___ EXCERPTED PASSAGE

7 Things Every Mom Should Do At the Start of the School Year
The most organized mom bloggers we know let us in on their fall must-dos, from stocking supplies to getting into lunch lady mode.
Oprah.com | Sep 01, 2011
Create Your Own Supply Closet
Late August and early September are the best times to find bargains on school supplies, like name-brand marker sets for a dollar and boxes of crayons for 25 cents. Gabrielle Blair, a designer and mother of six whose blog, Design Mom, has chronicled her family's moves from New York to Colorado to France, knows how crucial it is to have a well-stocked art bin no matter where she is. Blair likes to buy a year's supply of colored pencils and glue at the very end of summer. "You'll be so glad to pull out a fresh set of markers when February rolls around and you're making Valentines," she says. Art supplies make handy last-minute stocking stuffers and birthday gifts, too. Pick out something new for yourself while you're at it, like a fresh notebook or pen. Blair loves Michael Roger Decomposition Books, an updated—and 100% recycled—take on the classic black and white marbled composition notebooks.
Toss Those Too-Short Overalls
Blair goes through her kids' wardrobes and gets rid of everything they've outgrown or never wear. Her thinking is if they have only good-looking, well-fitting options in their closets, getting dressed each morning will be a much happier experience for everyone. (Younger children will have an even easier time if you pair up matching outfits and store them on one hanger.) Donate items that aren't stained or torn to charity; even umbrellas, pillows and blankets in good condition can go to someone who needs them. Store out-of-season clothes or hand-me-downs from older siblings on the highest shelves of your child's closet. Here are more smart ideas for maximizing closet space, like placing shelves over doors and putting hooks on bare walls.

______
___ AVAILABLE DATA

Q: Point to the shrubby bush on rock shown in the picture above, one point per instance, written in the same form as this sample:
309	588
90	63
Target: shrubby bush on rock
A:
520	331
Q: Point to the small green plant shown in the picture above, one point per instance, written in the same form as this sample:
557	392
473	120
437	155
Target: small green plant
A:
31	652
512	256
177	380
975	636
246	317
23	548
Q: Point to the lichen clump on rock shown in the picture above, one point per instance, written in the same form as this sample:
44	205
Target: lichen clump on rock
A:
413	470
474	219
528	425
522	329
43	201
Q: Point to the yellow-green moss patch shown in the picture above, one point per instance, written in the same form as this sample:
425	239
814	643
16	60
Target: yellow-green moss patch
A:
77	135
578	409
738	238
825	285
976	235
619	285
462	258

______
___ AVAILABLE DATA

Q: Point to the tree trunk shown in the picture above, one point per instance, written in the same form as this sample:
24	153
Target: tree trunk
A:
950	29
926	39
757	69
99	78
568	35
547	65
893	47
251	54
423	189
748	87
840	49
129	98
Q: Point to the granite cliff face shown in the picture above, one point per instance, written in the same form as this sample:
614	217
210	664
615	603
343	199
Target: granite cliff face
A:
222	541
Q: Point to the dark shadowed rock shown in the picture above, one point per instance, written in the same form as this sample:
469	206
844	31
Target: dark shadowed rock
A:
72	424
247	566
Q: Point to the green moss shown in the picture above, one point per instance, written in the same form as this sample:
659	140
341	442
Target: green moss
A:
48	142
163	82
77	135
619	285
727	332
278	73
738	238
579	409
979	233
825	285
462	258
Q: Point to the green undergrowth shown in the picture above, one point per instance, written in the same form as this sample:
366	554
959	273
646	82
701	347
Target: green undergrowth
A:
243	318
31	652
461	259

______

→ **TASKS AND EXERCISES**
**a)** Decide whether each statement agrees with the school-year article, and answer yes or no, quoting the words that settle it: (i) Blair buys a year's supply of colored pencils and glue at the very end of summer. (ii) Blair is a mother of four. (iii) The article advises donating stained or torn items to charity.
**b)** List every place that the school-year article names as part of the family moves chronicled on Blair's blog.

→ **TASK-BY-TASK ANSWERS**
**a)**
(i) Yes: "Blair likes to buy a year's supply of colored pencils and glue at the very end of summer."
(ii) No: "a designer and mother of six"
(iii) No: "Donate items that aren't stained or torn to charity"

**b)** New York, Colorado, France